**DATA SUPPLIED**
┄┄┄┄┄┄

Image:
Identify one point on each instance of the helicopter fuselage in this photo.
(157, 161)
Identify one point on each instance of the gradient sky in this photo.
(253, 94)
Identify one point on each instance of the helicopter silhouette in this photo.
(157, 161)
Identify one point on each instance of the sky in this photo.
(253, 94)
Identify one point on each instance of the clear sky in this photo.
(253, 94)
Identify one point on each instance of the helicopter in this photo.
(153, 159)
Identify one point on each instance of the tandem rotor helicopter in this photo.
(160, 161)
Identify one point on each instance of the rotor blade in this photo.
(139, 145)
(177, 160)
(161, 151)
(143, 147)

┄┄┄┄┄┄

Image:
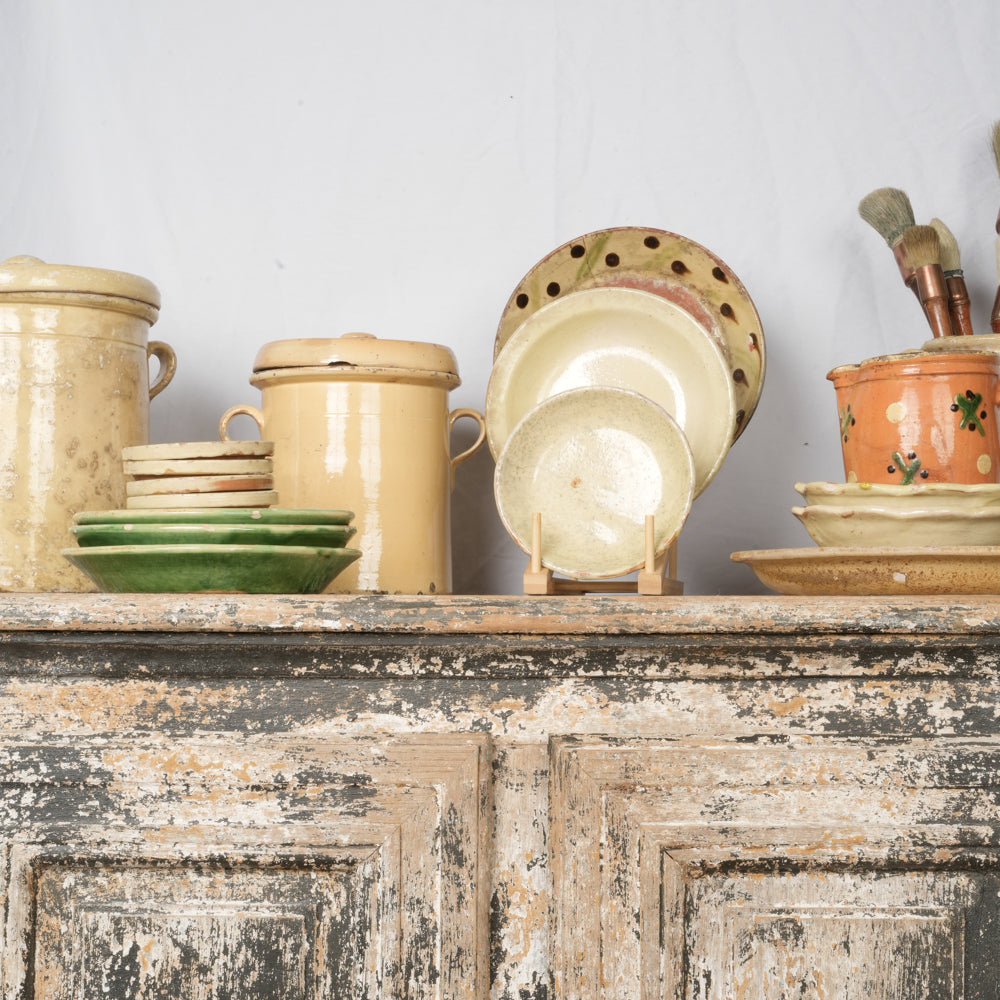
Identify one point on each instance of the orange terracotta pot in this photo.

┄┄┄┄┄┄

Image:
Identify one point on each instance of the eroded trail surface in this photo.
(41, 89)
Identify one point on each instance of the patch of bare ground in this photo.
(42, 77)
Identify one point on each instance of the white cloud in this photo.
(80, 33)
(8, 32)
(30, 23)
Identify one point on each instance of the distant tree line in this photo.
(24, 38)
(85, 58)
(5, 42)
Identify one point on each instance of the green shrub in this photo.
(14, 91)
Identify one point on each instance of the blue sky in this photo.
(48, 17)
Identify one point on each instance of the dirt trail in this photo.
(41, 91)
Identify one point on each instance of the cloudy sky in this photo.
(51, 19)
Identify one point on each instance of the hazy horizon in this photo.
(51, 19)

┄┄┄┄┄┄

**EXERCISE GOAL**
Report every line in the listing above that contains the word "helicopter", treating uppercase and lowercase as different.

**ANSWER TO THE EXERCISE**
Identify one point on each instance of the helicopter fuselage in this photo.
Identify one point on each instance of the helicopter silhouette in this photo.
Identify one point on each instance of the helicopter in this photo.
Identify one point on each instance of the tandem rotor helicopter in this photo.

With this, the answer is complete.